USS Theodore Roosevelt sailor dies from coronavirus days after sacked captain said navy 'cannot allow a single sailor to perish'
A sailor aboard the USS Theodore Roosevelt has died after testing positive for the novel coronavirus, just days after its captain was removed for penning a letter sounding the alarm about an outbreak on the ship.
The Navy did not disclose the name of the sailor, who died after he was admitted to the intensive care unit of a US Navy hospital on Thursday, April 9. He was reportedly an older member of the crew and was removed from the ship and placed in an isolation house on Naval Base Guam.
He was found unresponsive during a daily medical check on April 9, following which crew members and an onsite medical team administered CPR and emergency responders were notified.
A US defense official also revealed that four further sailors from the ship had been transferred to the hospital. "Over the weekend, four additional Theodore Roosevelt Sailors were admitted to the hospital for monitoring. All are in stable condition, none are in ICU or on ventilators," the official said.
Close to 600 of the 5,000-odd sailors on the USS Theodore Roosevelt have tested positive for COVID-19, with fears that many more have been infected as well. The Navy said 92% of the crew members had already been tested for the virus. A little over 4,000 have been moved ashore and quarantined.
The nuclear-powered aircraft carrier has been in the news after its Captain, Brett Crozier, was fired by Navy leaders who said he "demonstrated extremely poor judgment" and created a panic by sending a letter pleading for help for the ship.
In the strongly-worded four-page letter that made its way to the media, Crozier wrote they were "not at war, and therefore cannot allow a single Sailor to perish as a result of this pandemic unnecessarily" and criticized what he termed was the Navy's "inappropriate focus" on testing.
He said that testing alone would not stop the spread of the virus and that because none of the berthings on the warship was appropriate for quarantine or isolation, the best course of action would be to move personnel off the ship into "shore-based group restrict movement locations."
Crozier said the ship's environment was conducive to spread the disease and slammed the "ineffectiveness of the current strategy" that had seen only a small percentage of the crew moved off the ship.
He pointed to the failure of using a similar strategy on the Diamond Princess, a cruise ship where 619 of the 3,700 passengers tested positive for COVID-19 and concluded by stating that "decisive action is required" before again asking that the sailors be taken off the Roosevelt.
"There are challenges associated with securing individualized lodging for our crew," he wrote. "This will require a political solution but it is the right thing to do. We are not at war. Sailors do not need to die. If we do not act now, we are failing to properly take care of our most trust asset - our Sailors."
Shortly after penning the letter, Crozier was removed from his position on the ship by Acting Navy Secretary Thomas Modly, who said he had "allowed the complexity of the challenge of the COVID breakout on the ship to overwhelm his ability to act professionally."

## [Prompt]
In the news report on the USS Theodore Roosevelt, who removed Captain Brett Crozier from his position on the ship?

## [Data under study]
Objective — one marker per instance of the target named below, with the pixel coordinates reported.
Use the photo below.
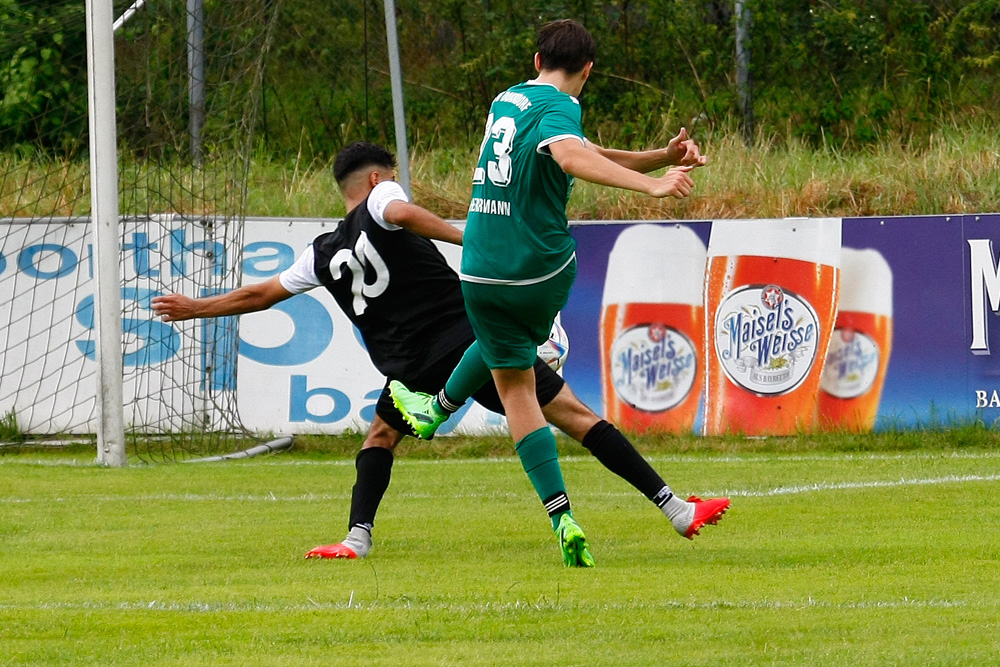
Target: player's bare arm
(422, 222)
(246, 299)
(579, 161)
(680, 151)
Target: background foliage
(847, 72)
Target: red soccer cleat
(339, 550)
(706, 512)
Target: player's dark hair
(359, 155)
(565, 45)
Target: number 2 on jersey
(502, 130)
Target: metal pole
(196, 75)
(396, 79)
(743, 81)
(124, 18)
(104, 218)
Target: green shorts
(511, 321)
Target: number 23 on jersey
(499, 139)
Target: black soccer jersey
(396, 288)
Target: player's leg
(536, 448)
(510, 322)
(424, 412)
(616, 453)
(374, 470)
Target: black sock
(618, 455)
(374, 466)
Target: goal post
(124, 171)
(104, 225)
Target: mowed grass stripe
(148, 566)
(326, 497)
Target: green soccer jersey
(517, 230)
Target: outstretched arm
(422, 222)
(246, 299)
(577, 160)
(681, 150)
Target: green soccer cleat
(573, 543)
(417, 409)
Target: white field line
(327, 497)
(497, 607)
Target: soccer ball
(555, 350)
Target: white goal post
(106, 223)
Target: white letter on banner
(985, 274)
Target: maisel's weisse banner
(788, 326)
(756, 327)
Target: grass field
(826, 557)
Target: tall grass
(956, 170)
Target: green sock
(540, 460)
(470, 374)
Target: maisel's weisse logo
(851, 364)
(653, 367)
(766, 338)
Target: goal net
(188, 80)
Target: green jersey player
(518, 261)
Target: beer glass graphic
(770, 303)
(651, 331)
(858, 356)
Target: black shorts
(548, 383)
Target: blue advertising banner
(932, 295)
(757, 326)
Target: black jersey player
(378, 265)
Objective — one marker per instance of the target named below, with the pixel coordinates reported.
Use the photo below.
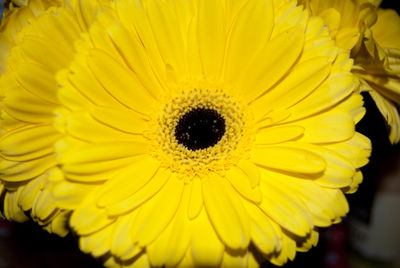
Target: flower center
(200, 128)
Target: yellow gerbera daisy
(30, 58)
(375, 48)
(380, 76)
(206, 133)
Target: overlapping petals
(31, 57)
(361, 27)
(288, 155)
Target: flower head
(361, 27)
(30, 58)
(206, 133)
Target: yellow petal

## [Output below]
Acting Navy Secretary Thomas Modly removed him.